(Pointing data excerpts)
==================================================

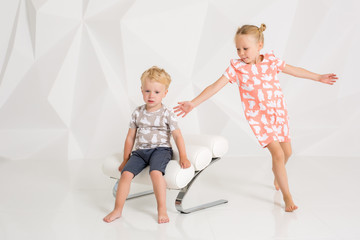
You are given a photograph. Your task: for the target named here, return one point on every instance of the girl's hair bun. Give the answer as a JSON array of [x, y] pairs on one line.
[[262, 27]]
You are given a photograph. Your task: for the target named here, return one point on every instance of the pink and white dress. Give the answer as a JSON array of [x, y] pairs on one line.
[[263, 101]]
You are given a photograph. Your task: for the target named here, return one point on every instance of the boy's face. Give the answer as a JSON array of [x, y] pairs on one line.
[[248, 48], [153, 93]]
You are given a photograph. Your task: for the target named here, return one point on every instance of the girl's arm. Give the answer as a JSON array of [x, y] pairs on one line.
[[303, 73], [129, 143], [185, 107], [179, 140]]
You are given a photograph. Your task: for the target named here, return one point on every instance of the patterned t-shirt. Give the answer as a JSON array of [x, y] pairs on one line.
[[153, 128]]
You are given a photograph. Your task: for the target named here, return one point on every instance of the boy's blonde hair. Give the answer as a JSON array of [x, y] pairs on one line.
[[257, 32], [156, 74]]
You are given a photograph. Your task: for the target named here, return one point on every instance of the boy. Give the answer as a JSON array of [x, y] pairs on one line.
[[151, 127]]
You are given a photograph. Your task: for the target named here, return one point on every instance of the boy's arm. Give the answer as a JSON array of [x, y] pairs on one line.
[[179, 140], [303, 73], [128, 146], [185, 107]]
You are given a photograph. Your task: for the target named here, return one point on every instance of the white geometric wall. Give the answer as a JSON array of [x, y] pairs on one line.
[[69, 76]]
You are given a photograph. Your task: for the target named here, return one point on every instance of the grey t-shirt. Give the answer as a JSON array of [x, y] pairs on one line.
[[153, 128]]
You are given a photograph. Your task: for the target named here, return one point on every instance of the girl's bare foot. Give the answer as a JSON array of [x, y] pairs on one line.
[[162, 216], [289, 204], [115, 214]]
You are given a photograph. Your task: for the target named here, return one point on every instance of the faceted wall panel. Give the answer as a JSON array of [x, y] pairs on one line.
[[70, 71]]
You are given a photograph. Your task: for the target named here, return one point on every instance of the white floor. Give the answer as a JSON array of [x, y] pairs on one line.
[[54, 199]]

==================================================

Put each line of the listing above into a Markdown table with the columns Row and Line, numbering the rows and leaving out blank lines. Keep the pictures out of the table.

*REPLY TO THE TASK:*
| Row | Line |
|---|---|
| 1 | You are given a photograph. Your task: for the target named here, return one point on every instance of the girl's hair bun. Give the answer as a JSON array of [x, y] pairs on one line. |
| 2 | [[262, 27]] |
| 3 | You are given a photograph. Your task: for the target named here, return one point on every instance of the pink and white dress. Give the answer as a JSON array of [x, y] pairs on one line. |
| 4 | [[263, 101]] |
| 5 | You are given a photograph. Your task: for the target named here, return one point on every instance of the boy's face. Give the answer as a JSON array of [x, y] pairs on one line. |
| 6 | [[248, 48], [153, 93]] |
| 7 | You are given a photograph. Your task: for the target named here, return one point on every instance of the girl's arm. Give the answer as a JSON array of [x, y] pairs on one line. |
| 8 | [[303, 73], [129, 143], [185, 107], [179, 140]] |
| 9 | You are given a photograph. Your task: for the target named here, return one point on every instance of the patterned t-shirt. Give the answer as a JSON array of [x, y] pairs on one line. |
| 10 | [[153, 128]] |
| 11 | You are given a photograph. Your task: for the target named here, return one point on every instance of the boy's blonde hair. Give the answer as a JSON array of [x, y] pairs on one line. |
| 12 | [[257, 32], [156, 74]] |
| 13 | You are given a photograph. Your task: for the target named here, return one point on every instance of the boy. Give the answer as a JSON array of [x, y] pairs on one line. |
| 14 | [[151, 127]] |
| 15 | You are given a photograph. Your task: for the target named here, return one point on every instance of the boy's arm. Give the answer as a JSON array of [x, y] pairs on one line. |
| 16 | [[179, 140], [303, 73], [128, 146], [185, 107]] |
| 17 | You are given a photograph. Your task: for the target named here, return one point on every instance of the white geometric wall. Give the answer as a JSON array of [x, y] pairs on one line. |
| 18 | [[69, 76]] |
| 19 | You are given a photograph. Your task: for the target named here, return one point on every instance of the grey t-shirt. Give the answer as a JSON array of [x, y] pairs on one line. |
| 20 | [[153, 128]] |
| 21 | You are given a photograph. Your task: for the target named here, return one point on every instance of the girl's bare foot. Give the answer as a JSON array of [x, y] pairs on one line. |
| 22 | [[162, 216], [289, 204], [115, 214]] |
| 23 | You are given a photograph. Your task: for the target named here, return one point on every instance of the faceted wall panel. Give the answer as a JSON array of [x, y] pairs on one line. |
| 24 | [[70, 71]] |
| 25 | You are given a photograph. Your task: for the target named here, return one point on every instance of the white floor. Give the answer as a JSON array of [x, y] pairs on one line. |
| 26 | [[54, 199]] |